Sobre o eixo universalismo/particularismo

Este texto integra a série de postagens que apresentam os resultados parciais da pesquisa sobre manuais brasileiros de direito internacional, coordenada por Fabio Morosini e Luiza Leão Soares Pereira no âmbito do grupo de pesquisa CNPQ DGD/UFRGS. A pesquisa analisa e compara os principais manuais de DIP contemporaneamente utilizados no Brasil, identificando seus padrões e características mais marcantes para assim compreender a especificidade do direito internacional ensinado e praticado no Brasil, bem como seu lugar dentro da rede de produção de conhecimento jurídico internacional.

Analisou-se se os manuais exploravam temas particulares ao contexto brasileiro/regional/local, e/ou usavam fontes Brasileiras/regionais/locais. Esse eixo de análise foi batizado de ‘particularismo/universalismo’. O texto a seguir apresenta algumas conclusões preliminares sobre este eixo.

Universalismo versus Particularismo: os conceitos

A noção de universalidade desempenhou e desempenha um papel central na concepção, operação e mobilização do direito internacional [1]. A visão dominante que boa parte dos operadores do direito internacional têm da disciplina é a de um sistema neutro, imparcial, com escopo de aplicação universal (geográfica, cultural e substantivamente), benevolente, “salvador”, disponível e aplicável a todas as nações “civilizadas” [2]. Contudo, longe dos grandes centros de produção de conhecimento, a materialidade e o cotidiano da disciplina expõem reiteradamente uma série de diferenças, contradições e desequilíbrios que põem em xeque esta pretensão, promessa, proposição de universalidade do direito internacional.

Na academia, as críticas ao universalismo do direito internacional encontram expressão nas abordagens críticas do direito internacional,[3] pelo que se busca demonstrar ser o direito internacional baseado em práticas hegemônicas, imperialistas, eurocêntricas, racializadas, e binário-generificadas, desde sua origem. Hoje, cabe também falar no “Ocidentecentrismo”, ou “Angloamericano-centrismo” de uma disciplina que reivindica universalidade, que ainda se crê a “consciência jurídica do mundo civilizado”, mas que, na prática, está sujeita a reproduzir uma série de estruturas de desigualdade, poder e exploração em nível transnacional.
--------------------
O QUE FAZER:
**A.** Segundo o trecho, quem coordena a pesquisa sobre manuais brasileiros de direito internacional?
**B.** Por favor, diga se cada afirmação concorda com o trecho: (i) a pesquisa é feita no grupo de pesquisa CNPQ DGD/UFRGS; (ii) o eixo de análise recebeu o nome de ‘soberania/cooperação’; (iii) as críticas ao universalismo do direito internacional aparecem nas abordagens críticas do direito internacional.
As linhas que vêm depois do trecho não têm relação com ele.
--------------------
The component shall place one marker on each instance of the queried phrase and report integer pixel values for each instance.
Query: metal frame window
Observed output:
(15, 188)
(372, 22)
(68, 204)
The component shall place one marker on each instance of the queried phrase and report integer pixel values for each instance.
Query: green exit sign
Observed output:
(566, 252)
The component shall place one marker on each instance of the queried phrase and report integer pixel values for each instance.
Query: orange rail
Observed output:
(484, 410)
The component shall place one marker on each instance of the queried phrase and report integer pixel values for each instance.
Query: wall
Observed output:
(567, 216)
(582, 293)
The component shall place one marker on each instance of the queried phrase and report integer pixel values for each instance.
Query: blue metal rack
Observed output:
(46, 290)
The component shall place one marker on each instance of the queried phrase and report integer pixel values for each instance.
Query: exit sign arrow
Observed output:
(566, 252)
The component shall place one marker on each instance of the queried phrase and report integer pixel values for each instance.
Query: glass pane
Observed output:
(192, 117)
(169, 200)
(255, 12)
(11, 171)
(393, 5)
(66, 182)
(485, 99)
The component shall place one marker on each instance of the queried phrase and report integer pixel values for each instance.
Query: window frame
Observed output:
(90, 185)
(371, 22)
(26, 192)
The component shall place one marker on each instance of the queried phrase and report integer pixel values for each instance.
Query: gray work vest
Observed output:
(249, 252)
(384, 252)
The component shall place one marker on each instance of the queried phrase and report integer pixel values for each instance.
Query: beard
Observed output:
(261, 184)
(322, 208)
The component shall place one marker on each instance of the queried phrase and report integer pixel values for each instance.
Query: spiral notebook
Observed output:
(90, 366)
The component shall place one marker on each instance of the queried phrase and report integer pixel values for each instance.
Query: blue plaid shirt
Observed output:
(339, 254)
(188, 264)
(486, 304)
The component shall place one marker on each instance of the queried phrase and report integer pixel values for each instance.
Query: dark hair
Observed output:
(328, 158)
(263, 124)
--------------------
RESPOSTAS POR TAREFA:
**A.** Fabio Morosini e Luiza Leão Soares Pereira.

**B.**
(i) Sim: “no âmbito do grupo de pesquisa CNPQ DGD/UFRGS”.
(ii) Não: “Esse eixo de análise foi batizado de ‘particularismo/universalismo’”.
(iii) Sim: “as críticas ao universalismo do direito internacional encontram expressão nas abordagens críticas do direito internacional”.